+++ DOCUMENT EXTRACT +++

What is Dominant Design?  When all else fails, consult Wikipedia.  Here's the layman's version.  At some point emerging industry leaders with different solutions gradually get winnowed down through a market process based on choice and/or cost.  At that point, suddenly a single solution-type is discovered to have become the norm.  The previous solution-differentiated market leaders dissolve and the new market leaders become those that are using the new norm, with the providers who delivered that norm in the first place usually (but not always, see "Tandy" and IBM) dominating that clique.

Mr. Carter believes that the IT market, at least at the level of being a global info-structure, has reached that point of enduring paradigm for each of the major layers of the architecture:

  • Servers and calculation engines, and their underlying processors, have obeyed Moore's Law since 1975.  The geometric effect seems impossible to continue, yet it does.  Actual circuits continue towards nanoscale. With virtualization we have worked out how to scale without buying more boxes.
  • Network Fabric (WAN and LAN) presents the illusion of an alphabet soup of supported protocols but the reality is that TCP/IP is the pervasive standard.  As far as carrying capacity, it has been very little time since DSL replaced phone modems; now we expect 1Gb (and growing); the Moore's Law curve seems to apply in this space also.
  • Storage is another area showing exponential yet stable growth, with the original concept of transient memory being steadily eclipsed by persistent memory.  This was an area that seemed to have issues (cost, speed, size) not so long ago, but now pervasive memory technology appears to have crossed the bridge.  This area is also exhibiting Moore's Law behavior.  It's DC so not everybody is allowed to carry USB drives (ahem) but look at the SD cards everybody is buying for their smart phones as Exhibit A!

+++ LISTED RECORDS +++

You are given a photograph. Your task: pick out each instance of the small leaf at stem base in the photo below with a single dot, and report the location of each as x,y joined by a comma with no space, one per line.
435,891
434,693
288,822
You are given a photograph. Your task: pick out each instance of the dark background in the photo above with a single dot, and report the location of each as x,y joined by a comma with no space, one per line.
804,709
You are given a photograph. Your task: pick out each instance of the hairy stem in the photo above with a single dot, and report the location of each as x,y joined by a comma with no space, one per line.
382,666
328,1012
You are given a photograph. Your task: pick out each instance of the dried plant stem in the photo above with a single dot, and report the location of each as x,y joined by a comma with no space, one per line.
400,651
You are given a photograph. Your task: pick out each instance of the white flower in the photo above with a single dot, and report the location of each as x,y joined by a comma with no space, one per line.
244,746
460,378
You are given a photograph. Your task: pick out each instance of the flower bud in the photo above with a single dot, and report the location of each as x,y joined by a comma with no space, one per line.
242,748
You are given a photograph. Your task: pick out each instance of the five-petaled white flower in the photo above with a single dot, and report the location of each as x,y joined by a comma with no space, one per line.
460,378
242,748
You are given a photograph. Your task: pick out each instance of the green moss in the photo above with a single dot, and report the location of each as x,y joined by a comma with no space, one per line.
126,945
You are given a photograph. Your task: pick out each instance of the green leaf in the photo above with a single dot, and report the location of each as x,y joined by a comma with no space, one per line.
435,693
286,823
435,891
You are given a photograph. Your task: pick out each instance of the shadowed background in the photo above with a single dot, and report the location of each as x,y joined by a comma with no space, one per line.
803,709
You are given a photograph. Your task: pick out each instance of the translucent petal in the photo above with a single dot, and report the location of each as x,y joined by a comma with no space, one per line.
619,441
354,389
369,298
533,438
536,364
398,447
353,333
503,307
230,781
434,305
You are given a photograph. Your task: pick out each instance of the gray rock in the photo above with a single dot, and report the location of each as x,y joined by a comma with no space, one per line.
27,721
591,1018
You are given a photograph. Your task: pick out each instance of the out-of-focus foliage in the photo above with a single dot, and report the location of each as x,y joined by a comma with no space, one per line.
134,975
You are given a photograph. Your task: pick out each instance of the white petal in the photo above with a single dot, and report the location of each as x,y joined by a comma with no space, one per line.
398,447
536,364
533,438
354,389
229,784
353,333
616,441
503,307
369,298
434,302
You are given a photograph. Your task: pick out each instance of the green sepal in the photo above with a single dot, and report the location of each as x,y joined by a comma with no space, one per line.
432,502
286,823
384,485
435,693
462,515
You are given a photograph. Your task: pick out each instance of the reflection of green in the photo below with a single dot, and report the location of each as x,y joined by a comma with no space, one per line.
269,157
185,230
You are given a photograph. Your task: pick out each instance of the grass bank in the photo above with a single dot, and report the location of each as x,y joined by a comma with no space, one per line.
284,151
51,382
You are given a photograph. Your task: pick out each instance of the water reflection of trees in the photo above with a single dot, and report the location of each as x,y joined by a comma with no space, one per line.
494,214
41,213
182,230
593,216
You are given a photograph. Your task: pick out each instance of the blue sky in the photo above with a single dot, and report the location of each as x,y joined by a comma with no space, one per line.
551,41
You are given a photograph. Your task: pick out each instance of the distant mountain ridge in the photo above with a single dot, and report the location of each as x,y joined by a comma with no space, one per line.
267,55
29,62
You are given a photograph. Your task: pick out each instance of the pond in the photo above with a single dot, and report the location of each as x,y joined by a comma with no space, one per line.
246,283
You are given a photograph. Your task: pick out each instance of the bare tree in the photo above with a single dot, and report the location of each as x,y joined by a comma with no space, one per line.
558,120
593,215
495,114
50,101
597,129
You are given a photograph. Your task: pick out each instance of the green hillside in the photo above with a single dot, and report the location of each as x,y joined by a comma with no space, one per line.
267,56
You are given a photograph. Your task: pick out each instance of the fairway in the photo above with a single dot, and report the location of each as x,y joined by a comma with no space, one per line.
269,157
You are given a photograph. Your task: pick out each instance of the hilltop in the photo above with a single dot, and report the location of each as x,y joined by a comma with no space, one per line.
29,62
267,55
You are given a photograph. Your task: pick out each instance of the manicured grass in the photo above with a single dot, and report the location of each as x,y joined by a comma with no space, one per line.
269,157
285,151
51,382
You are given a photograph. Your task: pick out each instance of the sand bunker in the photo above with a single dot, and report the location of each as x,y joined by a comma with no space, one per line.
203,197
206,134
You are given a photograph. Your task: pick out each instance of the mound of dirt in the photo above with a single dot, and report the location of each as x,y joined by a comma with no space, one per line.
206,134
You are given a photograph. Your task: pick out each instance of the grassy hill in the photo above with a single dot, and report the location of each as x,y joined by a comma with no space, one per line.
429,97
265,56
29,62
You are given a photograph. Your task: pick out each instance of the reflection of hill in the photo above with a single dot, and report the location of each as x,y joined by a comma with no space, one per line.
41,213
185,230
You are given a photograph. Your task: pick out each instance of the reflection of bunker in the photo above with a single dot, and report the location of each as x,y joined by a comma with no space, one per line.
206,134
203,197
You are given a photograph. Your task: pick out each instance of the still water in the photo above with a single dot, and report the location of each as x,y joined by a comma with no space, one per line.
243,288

+++

** EXERCISES TO COMPLETE **
- A) Please repeat, word for word, the part of the dominant design passage that opens with the words containing "Mr. Carter believes" and closes with "this space also.".
- B) Write the next part of the dominant design passage, picking up right after its final sentence.

** EXPECTED OUTPUTS **
- A)
Mr. Carter believes that the IT market, at least at the level of being a global info-structure, has reached that point of enduring paradigm for each of the major layers of the architecture:

  • Servers and calculation engines, and their underlying processors, have obeyed Moore's Law since 1975.  The geometric effect seems impossible to continue, yet it does.  Actual circuits continue towards nanoscale. With virtualization we have worked out how to scale without buying more boxes.
  • Network Fabric (WAN and LAN) presents the illusion of an alphabet soup of supported protocols but the reality is that TCP/IP is the pervasive standard.  As far as carrying capacity, it has been very little time since DSL replaced phone modems; now we expect 1Gb (and growing); the Moore's Law curve seems to apply in this space also.

- B)
  • Software is moving away from last decade's focus on application rationalization (portfolio management) to a general acceptance of application stores and SaaS.  Buy what you want or just rent it for a while; the "build" option is finally being seen as the approach of last resort.

His premises seem unarguable in the short term.  For the middle term, I have to wonder whether it is possible that the changes still to come can be just as creative as those we have witnessed over the past 25 years.  If they are, then these technical approaches too will one day seem as ludicrous as the 8-track cassette.

Your thoughts?  Are we there yet?

Thursday, October 3, 2013

Handling the irrevocable decision

This particular week, with no Washington Redskins game and no government (and yet the world continues to turn ...), we who reside in the Chesapeake area have the free time to ponder the mysteries of decision-making and governance.  That is what you were going to do, right?  Well, if you spent any time thinking "what in the heck were those guys thinking?", that's all about governance.

Executive-level choices are not easy, or they would be made by junior clerks.  Worse, they will not come to fruition for some time, leaving lots of opportunities for second-guessing.  Government and industry alike use processes built around the idea of gradual approaches to the objective, permitting periodic re-assessment. Nonetheless, it is a brave analyst who will insist on derailing a program at a milestone review, a dynamic that significantly weakens the value of those reviews; and, as in the current examples, it is not uncommon that decisions are made that essentially preclude re-thinking.

For those from other regions, the Redskins'  superstar rookie quarterback Robert Griffin (RG-III) was massively injured in his first season.  This spring, long before anyone could know whether a full recovery was possible, the organization announced that RG-III would be the starter in the fall no matter what. That choice also meant that the team would have to go through the pre-season (quite successfully) with a different leader; then adjust to the return of an unpracticed RG-III.  That adjustment has (so far) cost 3 of their first 4 regular games against very weak opponents.  Now for the part we don't know: did the early decision permit an orderly march to a future that is not yet apparent but just needs a couple more weeks to prove itself?  Or, with the season at risk before it is a quarter over, is it time to rethink the approach, and if so - how? If they change now, will the team end up going back to square one while re-synching?  Some time between late November and February, we will find out how the actual strategy worked out; but if it fails, we will never really know whether alternative choices would have worked any better.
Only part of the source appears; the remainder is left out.